**EXERCISE OBJECTIVE**
There is one span to output from the data below: the lines starting at the line with "gonna need your eyes on this one — find the smaller" and ending at the line with "gonna need your eyes on this one — find the wooden". Output it exactly, ends included, nothing more.

Data entries
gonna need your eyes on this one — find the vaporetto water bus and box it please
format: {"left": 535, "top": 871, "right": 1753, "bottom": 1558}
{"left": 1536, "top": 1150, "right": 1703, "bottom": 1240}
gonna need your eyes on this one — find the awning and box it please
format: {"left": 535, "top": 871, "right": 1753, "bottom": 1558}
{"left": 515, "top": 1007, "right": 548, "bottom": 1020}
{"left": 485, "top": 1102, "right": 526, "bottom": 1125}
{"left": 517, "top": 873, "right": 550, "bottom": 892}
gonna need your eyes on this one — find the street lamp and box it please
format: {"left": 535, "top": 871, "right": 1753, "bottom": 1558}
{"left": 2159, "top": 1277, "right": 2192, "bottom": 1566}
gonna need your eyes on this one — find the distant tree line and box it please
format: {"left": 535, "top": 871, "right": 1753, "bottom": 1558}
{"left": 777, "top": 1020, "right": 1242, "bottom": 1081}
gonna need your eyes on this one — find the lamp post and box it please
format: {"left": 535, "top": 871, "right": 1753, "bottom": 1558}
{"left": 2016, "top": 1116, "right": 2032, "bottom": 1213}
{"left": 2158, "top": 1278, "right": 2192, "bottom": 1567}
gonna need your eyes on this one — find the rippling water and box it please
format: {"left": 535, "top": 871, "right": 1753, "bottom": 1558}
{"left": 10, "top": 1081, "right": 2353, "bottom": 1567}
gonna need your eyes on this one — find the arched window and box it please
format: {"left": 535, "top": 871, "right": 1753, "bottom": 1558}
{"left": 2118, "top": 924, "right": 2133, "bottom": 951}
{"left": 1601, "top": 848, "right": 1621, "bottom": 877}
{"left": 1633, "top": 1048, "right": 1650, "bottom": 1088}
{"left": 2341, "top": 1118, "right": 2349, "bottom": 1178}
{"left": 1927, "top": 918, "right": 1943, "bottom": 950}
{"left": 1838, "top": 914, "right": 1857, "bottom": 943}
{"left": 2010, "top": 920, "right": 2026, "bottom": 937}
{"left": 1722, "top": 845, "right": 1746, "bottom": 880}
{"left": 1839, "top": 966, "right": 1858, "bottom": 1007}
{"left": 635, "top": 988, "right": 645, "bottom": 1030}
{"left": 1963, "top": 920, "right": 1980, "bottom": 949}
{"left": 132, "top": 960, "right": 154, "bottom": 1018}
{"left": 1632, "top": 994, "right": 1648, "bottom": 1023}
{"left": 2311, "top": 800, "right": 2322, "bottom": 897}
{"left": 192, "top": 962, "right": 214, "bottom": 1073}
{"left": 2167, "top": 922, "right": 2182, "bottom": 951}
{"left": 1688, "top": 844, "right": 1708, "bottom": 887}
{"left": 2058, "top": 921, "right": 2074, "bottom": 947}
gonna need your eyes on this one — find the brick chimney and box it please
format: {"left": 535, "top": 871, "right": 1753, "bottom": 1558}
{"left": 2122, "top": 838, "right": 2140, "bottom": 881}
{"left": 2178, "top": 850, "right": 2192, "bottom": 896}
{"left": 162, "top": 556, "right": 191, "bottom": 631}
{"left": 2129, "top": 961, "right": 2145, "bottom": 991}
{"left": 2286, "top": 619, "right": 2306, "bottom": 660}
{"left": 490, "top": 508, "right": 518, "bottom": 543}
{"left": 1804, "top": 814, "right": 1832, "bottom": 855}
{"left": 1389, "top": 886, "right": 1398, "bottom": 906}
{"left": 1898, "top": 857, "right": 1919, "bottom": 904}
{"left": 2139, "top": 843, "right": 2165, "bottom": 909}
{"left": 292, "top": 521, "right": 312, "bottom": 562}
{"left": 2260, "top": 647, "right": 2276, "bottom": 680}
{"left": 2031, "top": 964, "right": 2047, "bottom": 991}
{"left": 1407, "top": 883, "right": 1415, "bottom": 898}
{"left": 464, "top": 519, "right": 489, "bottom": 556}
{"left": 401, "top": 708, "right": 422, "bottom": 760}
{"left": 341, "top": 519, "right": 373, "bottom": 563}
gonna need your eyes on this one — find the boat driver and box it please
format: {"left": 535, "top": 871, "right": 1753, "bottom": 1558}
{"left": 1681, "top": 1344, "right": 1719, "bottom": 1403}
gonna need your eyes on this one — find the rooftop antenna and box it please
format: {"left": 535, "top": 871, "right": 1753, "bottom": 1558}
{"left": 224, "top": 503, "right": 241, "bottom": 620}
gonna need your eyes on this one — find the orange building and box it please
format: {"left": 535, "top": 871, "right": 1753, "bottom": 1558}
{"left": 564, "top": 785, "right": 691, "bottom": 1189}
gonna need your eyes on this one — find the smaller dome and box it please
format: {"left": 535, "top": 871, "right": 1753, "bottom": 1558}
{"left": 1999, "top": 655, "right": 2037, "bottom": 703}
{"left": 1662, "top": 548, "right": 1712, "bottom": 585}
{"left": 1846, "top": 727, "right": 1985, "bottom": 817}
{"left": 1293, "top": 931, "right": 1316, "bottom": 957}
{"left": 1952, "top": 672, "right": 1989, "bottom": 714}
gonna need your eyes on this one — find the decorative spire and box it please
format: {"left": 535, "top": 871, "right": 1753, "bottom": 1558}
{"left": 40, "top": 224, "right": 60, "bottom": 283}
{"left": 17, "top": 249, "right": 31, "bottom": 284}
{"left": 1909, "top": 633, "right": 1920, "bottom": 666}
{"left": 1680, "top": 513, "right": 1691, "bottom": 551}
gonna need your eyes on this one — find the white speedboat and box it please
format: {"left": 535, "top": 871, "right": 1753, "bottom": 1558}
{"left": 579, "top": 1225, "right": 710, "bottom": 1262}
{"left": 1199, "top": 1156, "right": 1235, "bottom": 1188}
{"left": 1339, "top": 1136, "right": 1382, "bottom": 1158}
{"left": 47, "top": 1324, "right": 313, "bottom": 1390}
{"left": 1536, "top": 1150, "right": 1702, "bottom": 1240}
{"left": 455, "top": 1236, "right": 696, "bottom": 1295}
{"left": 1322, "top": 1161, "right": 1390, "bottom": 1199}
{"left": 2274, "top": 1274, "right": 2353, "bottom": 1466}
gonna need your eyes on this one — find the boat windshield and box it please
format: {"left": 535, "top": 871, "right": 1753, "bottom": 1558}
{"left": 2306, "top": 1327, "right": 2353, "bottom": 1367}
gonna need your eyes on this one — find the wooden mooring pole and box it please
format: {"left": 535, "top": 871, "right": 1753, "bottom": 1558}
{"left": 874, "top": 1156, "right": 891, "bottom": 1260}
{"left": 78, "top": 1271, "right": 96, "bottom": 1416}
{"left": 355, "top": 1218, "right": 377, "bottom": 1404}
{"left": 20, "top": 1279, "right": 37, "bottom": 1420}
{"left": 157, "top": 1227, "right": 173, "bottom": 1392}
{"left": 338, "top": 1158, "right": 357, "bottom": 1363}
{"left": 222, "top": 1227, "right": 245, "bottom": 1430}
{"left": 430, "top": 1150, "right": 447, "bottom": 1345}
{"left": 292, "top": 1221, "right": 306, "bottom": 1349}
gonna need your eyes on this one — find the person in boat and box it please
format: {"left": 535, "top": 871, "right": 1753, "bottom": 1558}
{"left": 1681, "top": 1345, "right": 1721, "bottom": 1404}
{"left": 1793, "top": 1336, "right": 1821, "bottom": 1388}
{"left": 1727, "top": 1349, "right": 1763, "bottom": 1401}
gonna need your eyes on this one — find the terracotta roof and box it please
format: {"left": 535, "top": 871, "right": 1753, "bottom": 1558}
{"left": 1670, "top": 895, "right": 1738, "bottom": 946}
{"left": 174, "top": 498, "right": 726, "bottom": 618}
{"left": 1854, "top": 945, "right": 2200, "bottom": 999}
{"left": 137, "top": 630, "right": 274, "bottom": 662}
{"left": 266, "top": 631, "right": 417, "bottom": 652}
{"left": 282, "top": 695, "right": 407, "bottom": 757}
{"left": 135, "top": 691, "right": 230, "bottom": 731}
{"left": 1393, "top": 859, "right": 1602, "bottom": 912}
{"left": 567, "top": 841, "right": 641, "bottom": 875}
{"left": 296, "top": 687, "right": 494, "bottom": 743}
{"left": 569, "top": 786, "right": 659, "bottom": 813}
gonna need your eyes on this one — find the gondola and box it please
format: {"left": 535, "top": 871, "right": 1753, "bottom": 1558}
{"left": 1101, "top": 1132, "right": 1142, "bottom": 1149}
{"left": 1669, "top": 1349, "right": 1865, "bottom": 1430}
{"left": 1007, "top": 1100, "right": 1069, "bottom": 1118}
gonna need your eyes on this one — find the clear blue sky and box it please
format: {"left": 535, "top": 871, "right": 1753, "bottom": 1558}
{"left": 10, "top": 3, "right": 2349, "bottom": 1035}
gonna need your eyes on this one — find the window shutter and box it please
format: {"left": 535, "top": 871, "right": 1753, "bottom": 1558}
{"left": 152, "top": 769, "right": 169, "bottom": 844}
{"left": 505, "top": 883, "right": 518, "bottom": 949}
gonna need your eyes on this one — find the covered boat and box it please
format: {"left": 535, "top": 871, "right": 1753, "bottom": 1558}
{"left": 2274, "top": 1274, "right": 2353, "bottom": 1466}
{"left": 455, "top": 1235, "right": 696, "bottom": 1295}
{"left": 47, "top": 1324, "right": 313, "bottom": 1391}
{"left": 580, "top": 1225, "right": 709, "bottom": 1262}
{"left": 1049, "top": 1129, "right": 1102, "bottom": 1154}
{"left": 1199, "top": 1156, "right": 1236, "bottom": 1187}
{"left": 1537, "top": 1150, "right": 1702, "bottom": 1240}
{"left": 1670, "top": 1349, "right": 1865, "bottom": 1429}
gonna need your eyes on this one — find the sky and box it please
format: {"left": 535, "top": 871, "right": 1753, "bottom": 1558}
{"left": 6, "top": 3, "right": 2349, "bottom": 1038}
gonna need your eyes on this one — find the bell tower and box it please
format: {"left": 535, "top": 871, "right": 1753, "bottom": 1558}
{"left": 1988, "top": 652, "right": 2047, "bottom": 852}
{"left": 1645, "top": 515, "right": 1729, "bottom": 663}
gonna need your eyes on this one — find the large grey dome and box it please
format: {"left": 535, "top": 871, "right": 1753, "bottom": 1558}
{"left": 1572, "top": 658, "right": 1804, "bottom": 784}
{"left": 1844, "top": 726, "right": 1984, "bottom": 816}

**ANSWER BOX**
gonna need your eyes on this one — find the smaller dome and box it please
format: {"left": 535, "top": 871, "right": 1753, "bottom": 1558}
{"left": 1999, "top": 655, "right": 2037, "bottom": 703}
{"left": 1662, "top": 548, "right": 1712, "bottom": 585}
{"left": 1846, "top": 727, "right": 1985, "bottom": 817}
{"left": 1293, "top": 931, "right": 1316, "bottom": 957}
{"left": 1952, "top": 672, "right": 1989, "bottom": 714}
gonna need your eyes on this one — find the decorative spire and box it please
format: {"left": 535, "top": 871, "right": 1753, "bottom": 1558}
{"left": 40, "top": 224, "right": 60, "bottom": 283}
{"left": 17, "top": 249, "right": 31, "bottom": 284}
{"left": 1909, "top": 633, "right": 1920, "bottom": 666}
{"left": 1680, "top": 513, "right": 1691, "bottom": 551}
gonna need your eyes on this one — find the white speedboat and box it please
format: {"left": 535, "top": 871, "right": 1753, "bottom": 1558}
{"left": 579, "top": 1225, "right": 710, "bottom": 1262}
{"left": 1199, "top": 1156, "right": 1235, "bottom": 1188}
{"left": 1339, "top": 1136, "right": 1382, "bottom": 1158}
{"left": 47, "top": 1324, "right": 313, "bottom": 1390}
{"left": 1536, "top": 1150, "right": 1702, "bottom": 1240}
{"left": 455, "top": 1236, "right": 696, "bottom": 1295}
{"left": 1322, "top": 1161, "right": 1390, "bottom": 1199}
{"left": 2274, "top": 1274, "right": 2353, "bottom": 1466}
gonna need your eyes on this one — find the boat windshield and box it please
format: {"left": 535, "top": 871, "right": 1753, "bottom": 1558}
{"left": 2306, "top": 1327, "right": 2353, "bottom": 1367}
gonna need your eyes on this one — find the wooden mooring pole and box it please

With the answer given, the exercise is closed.